PROBLEM REQUIREMENTS: Scan the material below for every line with the string "query", and copy those lines.

INPUT RECORDS:

-- Opening Marker --

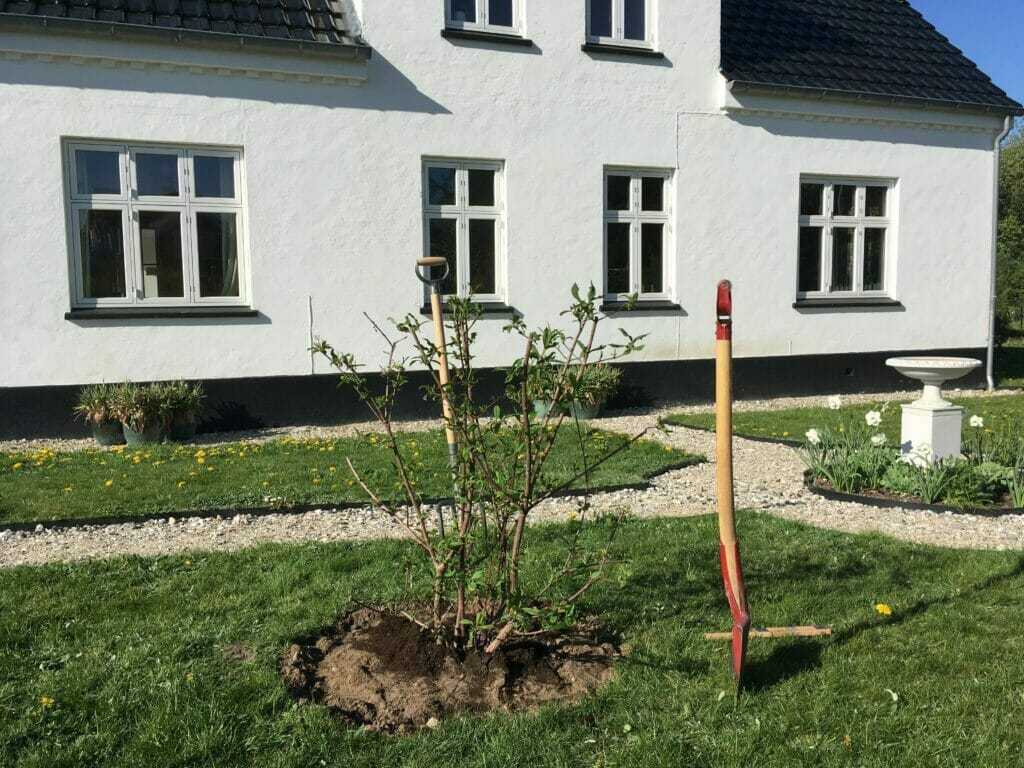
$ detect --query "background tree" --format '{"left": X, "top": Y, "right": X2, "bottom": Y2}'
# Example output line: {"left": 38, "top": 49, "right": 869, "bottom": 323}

-- Closing Marker --
-- Opening Marker --

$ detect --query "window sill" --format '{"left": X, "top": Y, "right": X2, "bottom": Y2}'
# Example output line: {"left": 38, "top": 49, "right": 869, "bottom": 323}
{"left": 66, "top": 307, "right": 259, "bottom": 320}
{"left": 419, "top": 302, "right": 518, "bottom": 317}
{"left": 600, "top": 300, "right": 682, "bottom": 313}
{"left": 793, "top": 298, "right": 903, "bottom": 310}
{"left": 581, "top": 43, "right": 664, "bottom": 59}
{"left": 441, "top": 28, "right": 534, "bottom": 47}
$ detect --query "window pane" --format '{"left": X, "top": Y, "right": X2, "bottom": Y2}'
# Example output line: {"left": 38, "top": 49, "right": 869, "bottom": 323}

-- Closing Marker --

RESPONSE TO THIS EXERCISE:
$ detect --query "background tree" --format '{"left": X, "top": Y, "right": X2, "bottom": Y2}'
$ detect --query "window sill" --format '{"left": X, "top": Y, "right": X2, "bottom": Y2}'
$ detect --query "window pane" --format '{"left": X, "top": Y, "right": X2, "bottom": Y2}'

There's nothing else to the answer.